» The exercise: Render the data below as a numbered list, one line per item, leaving out blank lines and the pictures.

» Data supplied:
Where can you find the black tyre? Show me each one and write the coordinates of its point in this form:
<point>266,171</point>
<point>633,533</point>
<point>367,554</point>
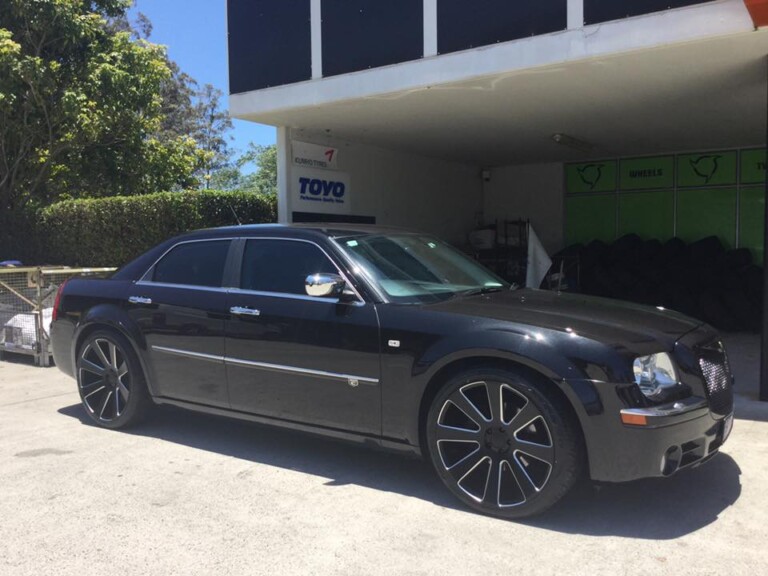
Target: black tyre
<point>502,443</point>
<point>110,381</point>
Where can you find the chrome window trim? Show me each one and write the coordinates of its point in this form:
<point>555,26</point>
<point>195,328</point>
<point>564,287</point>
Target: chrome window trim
<point>144,281</point>
<point>289,296</point>
<point>349,284</point>
<point>266,366</point>
<point>183,286</point>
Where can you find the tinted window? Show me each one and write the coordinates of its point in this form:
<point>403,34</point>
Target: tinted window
<point>282,265</point>
<point>194,263</point>
<point>604,10</point>
<point>269,43</point>
<point>362,34</point>
<point>463,24</point>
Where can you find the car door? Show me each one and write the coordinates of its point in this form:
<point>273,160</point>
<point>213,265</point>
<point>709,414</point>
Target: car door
<point>295,357</point>
<point>180,308</point>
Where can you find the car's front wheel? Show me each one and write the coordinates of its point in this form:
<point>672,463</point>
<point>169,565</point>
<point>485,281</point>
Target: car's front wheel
<point>110,380</point>
<point>503,443</point>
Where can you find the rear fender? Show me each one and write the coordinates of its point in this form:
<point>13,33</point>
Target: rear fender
<point>112,317</point>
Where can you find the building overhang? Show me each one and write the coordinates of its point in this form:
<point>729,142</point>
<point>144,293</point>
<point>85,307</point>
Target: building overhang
<point>692,78</point>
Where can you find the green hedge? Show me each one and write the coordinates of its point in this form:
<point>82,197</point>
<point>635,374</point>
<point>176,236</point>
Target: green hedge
<point>113,231</point>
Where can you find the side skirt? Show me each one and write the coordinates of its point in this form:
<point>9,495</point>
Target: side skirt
<point>387,444</point>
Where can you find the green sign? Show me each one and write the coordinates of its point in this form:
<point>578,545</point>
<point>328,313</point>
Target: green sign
<point>645,173</point>
<point>591,177</point>
<point>590,218</point>
<point>751,225</point>
<point>707,212</point>
<point>707,169</point>
<point>647,214</point>
<point>753,166</point>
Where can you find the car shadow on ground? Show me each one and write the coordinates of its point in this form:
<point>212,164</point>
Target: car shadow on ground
<point>657,509</point>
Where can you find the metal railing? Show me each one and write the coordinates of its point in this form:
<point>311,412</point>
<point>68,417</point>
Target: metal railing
<point>27,296</point>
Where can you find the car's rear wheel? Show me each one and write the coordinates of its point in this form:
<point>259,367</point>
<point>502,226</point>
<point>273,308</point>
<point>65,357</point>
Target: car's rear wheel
<point>110,380</point>
<point>503,443</point>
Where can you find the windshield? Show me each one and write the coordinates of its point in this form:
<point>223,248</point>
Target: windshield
<point>416,269</point>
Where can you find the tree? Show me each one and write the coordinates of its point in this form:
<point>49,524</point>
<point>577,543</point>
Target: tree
<point>263,180</point>
<point>81,112</point>
<point>213,123</point>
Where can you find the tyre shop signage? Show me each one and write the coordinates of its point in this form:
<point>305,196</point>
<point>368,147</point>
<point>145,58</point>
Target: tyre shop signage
<point>646,173</point>
<point>326,191</point>
<point>591,177</point>
<point>753,166</point>
<point>313,156</point>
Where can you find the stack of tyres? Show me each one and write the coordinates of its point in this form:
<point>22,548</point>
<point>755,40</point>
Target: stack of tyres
<point>701,279</point>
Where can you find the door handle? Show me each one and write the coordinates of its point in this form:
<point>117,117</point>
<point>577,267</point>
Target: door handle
<point>243,311</point>
<point>139,300</point>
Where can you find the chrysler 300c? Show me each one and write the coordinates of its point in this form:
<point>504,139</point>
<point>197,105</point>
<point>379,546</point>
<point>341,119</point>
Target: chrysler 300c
<point>394,338</point>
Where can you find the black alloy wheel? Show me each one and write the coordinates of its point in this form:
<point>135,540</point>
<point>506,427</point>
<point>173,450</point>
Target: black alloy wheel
<point>502,444</point>
<point>110,381</point>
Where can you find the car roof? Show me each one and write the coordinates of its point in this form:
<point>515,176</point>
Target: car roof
<point>329,229</point>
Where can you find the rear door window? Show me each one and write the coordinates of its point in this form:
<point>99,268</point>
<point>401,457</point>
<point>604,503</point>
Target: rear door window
<point>193,264</point>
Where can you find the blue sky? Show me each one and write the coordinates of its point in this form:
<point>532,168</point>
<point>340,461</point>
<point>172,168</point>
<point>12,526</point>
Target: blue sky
<point>195,32</point>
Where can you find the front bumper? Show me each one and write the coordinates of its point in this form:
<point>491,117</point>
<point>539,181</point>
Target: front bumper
<point>683,432</point>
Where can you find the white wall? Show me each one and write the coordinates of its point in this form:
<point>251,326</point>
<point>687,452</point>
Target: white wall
<point>406,190</point>
<point>534,192</point>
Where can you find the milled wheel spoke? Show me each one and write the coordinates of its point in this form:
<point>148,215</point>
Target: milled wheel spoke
<point>113,355</point>
<point>521,475</point>
<point>106,403</point>
<point>493,493</point>
<point>524,417</point>
<point>465,465</point>
<point>475,474</point>
<point>124,392</point>
<point>538,451</point>
<point>470,410</point>
<point>99,389</point>
<point>494,396</point>
<point>100,382</point>
<point>89,366</point>
<point>448,433</point>
<point>96,347</point>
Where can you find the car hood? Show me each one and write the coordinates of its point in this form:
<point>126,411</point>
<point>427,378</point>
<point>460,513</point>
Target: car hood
<point>621,324</point>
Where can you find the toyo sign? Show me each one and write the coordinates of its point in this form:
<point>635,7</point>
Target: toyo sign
<point>325,191</point>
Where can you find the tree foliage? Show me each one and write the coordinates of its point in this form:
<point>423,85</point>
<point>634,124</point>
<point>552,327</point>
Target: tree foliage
<point>81,107</point>
<point>254,170</point>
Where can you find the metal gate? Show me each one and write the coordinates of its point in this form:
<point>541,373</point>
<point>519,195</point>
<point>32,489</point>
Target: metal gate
<point>26,307</point>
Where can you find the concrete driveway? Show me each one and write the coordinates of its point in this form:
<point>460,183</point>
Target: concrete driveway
<point>189,494</point>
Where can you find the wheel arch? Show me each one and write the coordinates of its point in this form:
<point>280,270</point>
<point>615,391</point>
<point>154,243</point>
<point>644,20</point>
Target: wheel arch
<point>456,366</point>
<point>111,318</point>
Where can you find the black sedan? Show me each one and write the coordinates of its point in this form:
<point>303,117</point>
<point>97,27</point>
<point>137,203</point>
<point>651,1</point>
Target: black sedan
<point>395,339</point>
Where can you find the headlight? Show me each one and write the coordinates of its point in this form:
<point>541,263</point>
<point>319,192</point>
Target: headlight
<point>655,374</point>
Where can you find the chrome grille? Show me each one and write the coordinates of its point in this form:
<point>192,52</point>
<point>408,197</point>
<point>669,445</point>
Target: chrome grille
<point>717,375</point>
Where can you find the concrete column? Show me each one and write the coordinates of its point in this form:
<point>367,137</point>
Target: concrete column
<point>284,207</point>
<point>316,17</point>
<point>575,14</point>
<point>430,28</point>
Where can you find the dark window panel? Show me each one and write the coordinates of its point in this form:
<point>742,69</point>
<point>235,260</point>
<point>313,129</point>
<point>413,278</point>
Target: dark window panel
<point>362,34</point>
<point>270,43</point>
<point>464,24</point>
<point>282,266</point>
<point>596,11</point>
<point>193,264</point>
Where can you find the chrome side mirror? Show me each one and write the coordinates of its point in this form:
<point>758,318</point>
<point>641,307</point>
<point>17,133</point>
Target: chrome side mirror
<point>323,285</point>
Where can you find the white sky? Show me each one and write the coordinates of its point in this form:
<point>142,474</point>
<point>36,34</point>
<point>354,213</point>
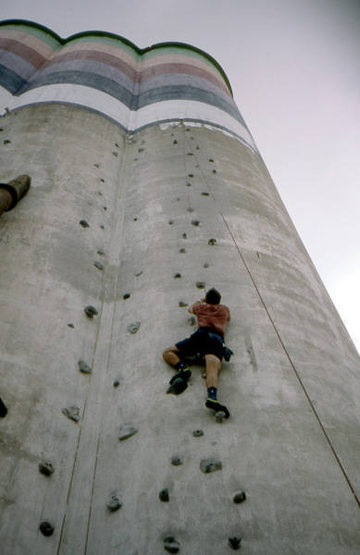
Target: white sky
<point>294,70</point>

» Solution:
1. Where can you find the black tyre? Show me each one and write the coordinates of its point in this form:
2. <point>266,171</point>
3. <point>633,533</point>
4. <point>367,554</point>
5. Target: black tyre
6. <point>502,443</point>
7. <point>110,381</point>
8. Where can you find the chrome window trim? Show me each one and write the coordinates of its point in this form:
9. <point>555,26</point>
10. <point>195,328</point>
11. <point>564,287</point>
12. Target: chrome window trim
13. <point>144,281</point>
14. <point>289,296</point>
15. <point>349,284</point>
16. <point>266,366</point>
17. <point>183,286</point>
18. Where can you find the tinted window? Show me each one and write the coordinates of its point in this form:
19. <point>403,34</point>
20. Target: tinted window
21. <point>282,265</point>
22. <point>194,263</point>
23. <point>604,10</point>
24. <point>269,43</point>
25. <point>362,34</point>
26. <point>463,24</point>
27. Where can you find the car door? Show me each one and write the coordinates of its point in this form:
28. <point>273,160</point>
29. <point>213,265</point>
30. <point>709,414</point>
31. Target: car door
32. <point>295,357</point>
33. <point>180,308</point>
34. Where can you find the car's front wheel? Show me each one and write the coordinates of its point in this form:
35. <point>672,463</point>
36. <point>169,565</point>
37. <point>485,281</point>
38. Target: car's front wheel
39. <point>110,380</point>
40. <point>503,443</point>
41. Where can you find the rear fender? Show me each one and write the coordinates of its point in this form:
42. <point>13,33</point>
43. Target: rear fender
44. <point>112,317</point>
45. Where can you find the building overhang? Show me each one and write the coordinates of its point in this form:
46. <point>729,142</point>
47. <point>144,293</point>
48. <point>85,307</point>
49. Target: building overhang
50. <point>692,78</point>
51. Where can you find the green hedge? Show me each one and write the coordinates of its point in this form:
52. <point>82,197</point>
53. <point>635,374</point>
54. <point>176,236</point>
55. Target: green hedge
56. <point>113,231</point>
57. Where can you find the side skirt? Show me each one and write the coordinates of its point in this form:
58. <point>9,495</point>
59. Target: side skirt
60. <point>387,444</point>
61. Where can you find the green sign? Show me each one and write the coordinates of its point in this form:
62. <point>578,545</point>
63. <point>328,313</point>
64. Target: green sign
65. <point>645,173</point>
66. <point>591,177</point>
67. <point>590,218</point>
68. <point>751,225</point>
69. <point>707,212</point>
70. <point>707,169</point>
71. <point>647,214</point>
72. <point>753,166</point>
73. Where can you find the car shadow on ground? Show me each one and write the coordinates of its point in this form:
74. <point>212,164</point>
75. Target: car shadow on ground
76. <point>657,509</point>
77. Where can you find the metal railing? Show me each one and write the coordinates of its point in this form:
78. <point>311,412</point>
79. <point>68,417</point>
80. Target: metal railing
81. <point>27,296</point>
82. Where can you find the car's rear wheel? Show me each one and write the coordinates of its point in this form:
83. <point>259,367</point>
84. <point>502,226</point>
85. <point>273,308</point>
86. <point>65,357</point>
87. Target: car's rear wheel
88. <point>110,380</point>
89. <point>503,443</point>
90. Where can you find the windshield? Show me each one and write the coordinates of its point in this form:
91. <point>223,248</point>
92. Target: windshield
93. <point>416,269</point>
94. Where can you find the tree? Show me each one and write the coordinates of its point in this form:
95. <point>49,524</point>
96. <point>577,543</point>
97. Target: tree
98. <point>263,180</point>
99. <point>81,112</point>
100. <point>213,123</point>
101. Where can you find the tyre shop signage? Show me each one and write the coordinates of its point in this form:
102. <point>305,196</point>
103. <point>368,147</point>
104. <point>145,58</point>
105. Target: tyre shop signage
106. <point>646,173</point>
107. <point>326,191</point>
108. <point>591,177</point>
109. <point>753,166</point>
110. <point>313,156</point>
111. Where can you find the stack of tyres? Show me each one and write the coordinates of its point in this form:
112. <point>22,548</point>
113. <point>755,40</point>
114. Target: stack of tyres
115. <point>701,279</point>
116. Where can you find the door handle? Show me each one and write the coordinates of its point in this form:
117. <point>117,117</point>
118. <point>577,267</point>
119. Target: door handle
120. <point>243,311</point>
121. <point>139,300</point>
122. Where can you find the chrysler 300c? Show me each one and write the coordinates of its point in this form:
123. <point>504,139</point>
124. <point>197,105</point>
125. <point>379,546</point>
126. <point>341,119</point>
127. Target: chrysler 300c
128. <point>394,338</point>
129. Where can you find the black alloy wheel? Show me each one and write the coordinates of its point in this form:
130. <point>135,540</point>
131. <point>506,427</point>
132. <point>173,450</point>
133. Target: black alloy wheel
134. <point>502,444</point>
135. <point>110,381</point>
136. Where can you find the car roof? Show me each one and write the coordinates of its point in this form:
137. <point>515,176</point>
138. Target: car roof
139. <point>329,229</point>
140. Where can you find the rear door window? Show me each one and write the coordinates of its point in this form:
141. <point>99,268</point>
142. <point>401,457</point>
143. <point>604,503</point>
144. Target: rear door window
145. <point>193,264</point>
146. Where can you find the blue sky? Show me each one and write the coordinates of its point in this form:
147. <point>532,168</point>
148. <point>340,461</point>
149. <point>172,168</point>
150. <point>12,526</point>
151. Target: blue sky
152. <point>195,32</point>
153. Where can you find the front bumper? Show me each one and write the coordinates of its point in this form:
154. <point>491,117</point>
155. <point>539,181</point>
156. Target: front bumper
157. <point>683,432</point>
158. Where can you find the white wall? Show me each one and write the coordinates of its point in this form:
159. <point>251,326</point>
160. <point>687,452</point>
161. Target: white wall
162. <point>406,190</point>
163. <point>534,192</point>
164. Where can you find the milled wheel spoke? Show me each one and write the coordinates of its point in this form:
165. <point>148,215</point>
166. Target: milled wheel spoke
167. <point>113,355</point>
168. <point>521,475</point>
169. <point>106,403</point>
170. <point>493,493</point>
171. <point>524,417</point>
172. <point>465,465</point>
173. <point>475,474</point>
174. <point>124,392</point>
175. <point>538,451</point>
176. <point>470,410</point>
177. <point>99,389</point>
178. <point>494,396</point>
179. <point>100,382</point>
180. <point>89,366</point>
181. <point>448,433</point>
182. <point>96,347</point>
183. Where can you find the car hood? Show me each one and write the coordinates of its point in this form:
184. <point>126,411</point>
185. <point>427,378</point>
186. <point>460,513</point>
187. Target: car hood
188. <point>621,324</point>
189. Where can you find the toyo sign? Show me each one and write the coordinates of its point in this form:
190. <point>635,7</point>
191. Target: toyo sign
192. <point>325,191</point>
193. Where can you find the tree foliage? Show me each one and write the coordinates of its point in this form:
194. <point>423,85</point>
195. <point>634,124</point>
196. <point>552,327</point>
197. Target: tree foliage
198. <point>81,107</point>
199. <point>254,170</point>
200. Where can you find the metal gate? Show me each one and write the coordinates of its point in this form:
201. <point>541,373</point>
202. <point>519,195</point>
203. <point>32,489</point>
204. Target: metal gate
205. <point>26,307</point>
206. Where can you find the concrete driveway? Show me each one and write the coordinates of its point in this form:
207. <point>460,183</point>
208. Target: concrete driveway
209. <point>189,494</point>
210. Where can you find the wheel arch? Show me each one and write the coordinates of its point in this form:
211. <point>280,270</point>
212. <point>615,391</point>
213. <point>154,243</point>
214. <point>644,20</point>
215. Target: wheel arch
216. <point>456,366</point>
217. <point>111,318</point>
218. Where can you find the black sedan? Show me each one and write the coordinates of its point in this form:
219. <point>303,117</point>
220. <point>97,27</point>
221. <point>137,203</point>
222. <point>651,1</point>
223. Target: black sedan
224. <point>395,339</point>
225. Where can you find the headlight? Show me each one and write the coordinates of its point in this form:
226. <point>541,263</point>
227. <point>319,192</point>
228. Target: headlight
229. <point>655,374</point>
230. Where can you find the chrome grille? Show me each one and write the coordinates of its point in this form:
231. <point>192,52</point>
232. <point>408,197</point>
233. <point>669,445</point>
234. Target: chrome grille
235. <point>717,375</point>
236. Where can you find the concrete column? Show me each one and write the coordinates of its point in this form:
237. <point>367,137</point>
238. Target: concrete column
239. <point>284,207</point>
240. <point>316,17</point>
241. <point>575,14</point>
242. <point>430,28</point>
243. Where can you find the dark window panel? Show me each one and write the coordinates of its point in this form:
244. <point>742,69</point>
245. <point>235,260</point>
246. <point>313,129</point>
247. <point>413,278</point>
248. Target: dark window panel
249. <point>362,34</point>
250. <point>270,43</point>
251. <point>464,24</point>
252. <point>282,266</point>
253. <point>596,11</point>
254. <point>193,264</point>
255. Where can you find the chrome side mirror? Show me each one and write the coordinates of its point in this form:
256. <point>758,318</point>
257. <point>641,307</point>
258. <point>17,133</point>
259. Target: chrome side mirror
260. <point>323,285</point>
261. Where can you find the white sky? Show me each one and write the coordinates of its point in this form:
262. <point>142,474</point>
263. <point>36,34</point>
264. <point>354,213</point>
265. Target: white sky
266. <point>294,70</point>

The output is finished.